----- SOURCE DOCUMENT

Trustworthy AI Legal and Governmental Content Validator

This project is part of CS5374 Software Verification and Validation at Texas Tech University, Department of Computer Science. The project builds a Trustworthy AI validation pipeline that verifies legal and governmental content against authoritative Texas open data before any AI system presents it to users.

Project Personnel

Role	Name	Contact	Link
Student	Scott Weeden	sweeden@ttu.edu	LinkedIn
Instructor	Dr. Akbar S. Namin	akbar.namin@ttu.edu	TTU CS Faculty

Course: CS 5374 - Software Verification and Validation | Spring 2026
Repository: CS5374 Software V&V on GitHub

The Problem: AI Hallucination in Legal Research

Large language models and retrieval-augmented generation (RAG) systems are increasingly used to answer questions about legal and governmental matters, yet they frequently hallucinate or return outdated information. Invented judge names, non-existent laws, fabricated election details, or unverified court documents can cause serious harm: incorrect legal advice, misrepresentation of officials, and invalid citations presented as binding authority.

Notable Cases & Studies

Reference	Description
Stanford Law - “Hallucination-Free?”	Assessing the reliability of leading AI legal research tools (link)
Stanford Law - “Large Legal Fictions”	Profiling legal hallucinations in large language models (link)
Mata v. Avianca, Inc.	Court sanctions for AI-generated fake citations (link)

Content Verification Architecture

The pipeline verifies content across seven domains using authoritative Texas sources:

Content Type	Authoritative Texas Source	Verification Approach
Legal/Government News	Trust lists, NewsGuard, AllSides	URL and domain checks; cross-check with Texas agency press releases
Judges	Texas judicial directories, court rosters	Name and court match against official rosters
Elected Officials	data.texas.gov, data.capitol.texas.gov	Match names, offices, and terms to official datasets
Elections & Opponents	Capitol Data Portal (116+ datasets)	Certified filings and results; candidate/race verification
Laws & Ordinances	Texas Legislature, agency sites	Citation and text match against official code/statute datasets
Court Documents	Texas court datasets, e-filing metadata	Docket/case ID and document metadata validation
Legal Templates	Texas court form registries	Checksum and version validation against known good templates

Note: Federal sources (CourtListener, PACER, FEC) are not used as primary authorities; the focus is on Texas legal and governmental sources via the Texas Open Data Portal and Capitol Data Portal.

LangGraph Validation Pipeline

The system uses LangChain and LangGraph to implement validator agents that ingest, parse, and verify content at each stage.

Pipeline Stages

Content Extraction - Parse and normalize input content
Schema Validation - Verify required fields and data types
Source Authority Check - Validate against allowlist of authoritative domains
Temporal Validation - Verify timestamps are valid and current
Content Verification - Cross-reference with authoritative Texas databases
Provenance Attribution - Attach verification metadata to all outputs

Key Features

Schema validation at every stage
Source grounding requirements before indexing
Pass/fail routing with retry or escalation
Provenance metadata on all outputs (source, date, verification status)

----------

#### USING THE INFORMATION:
**a.** List every stage of the validation pipeline named in the content validator page.
**b.** Answer these questions from the content validator page:
(i) Which university department is the project part of?
(ii) Which case is listed for court sanctions over AI-generated fake citations?
(iii) What authoritative Texas sources are used to verify elected officials?
These rows have no connection to the content validator page.

----- RECORD EXCERPTS

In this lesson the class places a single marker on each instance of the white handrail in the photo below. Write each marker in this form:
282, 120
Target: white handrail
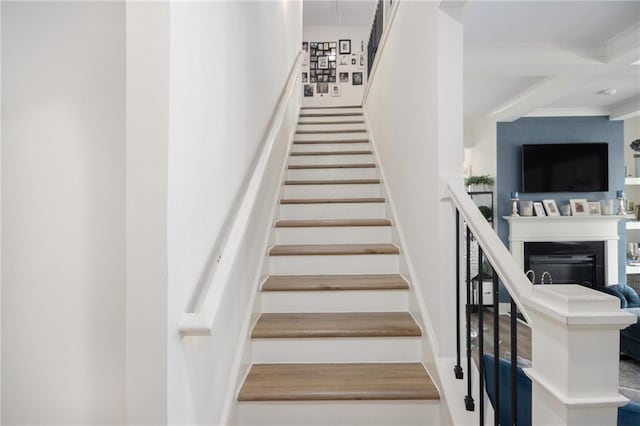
201, 323
519, 287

----------

#### SOLUTIONS FOR EACH TASK:
**a.**
Content Extraction
Schema Validation
Source Authority Check
Temporal Validation
Content Verification
Provenance Attribution

**b.**
(i) The Department of Computer Science at Texas Tech University.
(ii) Mata v. Avianca, Inc.
(iii) data.texas.gov and data.capitol.texas.gov.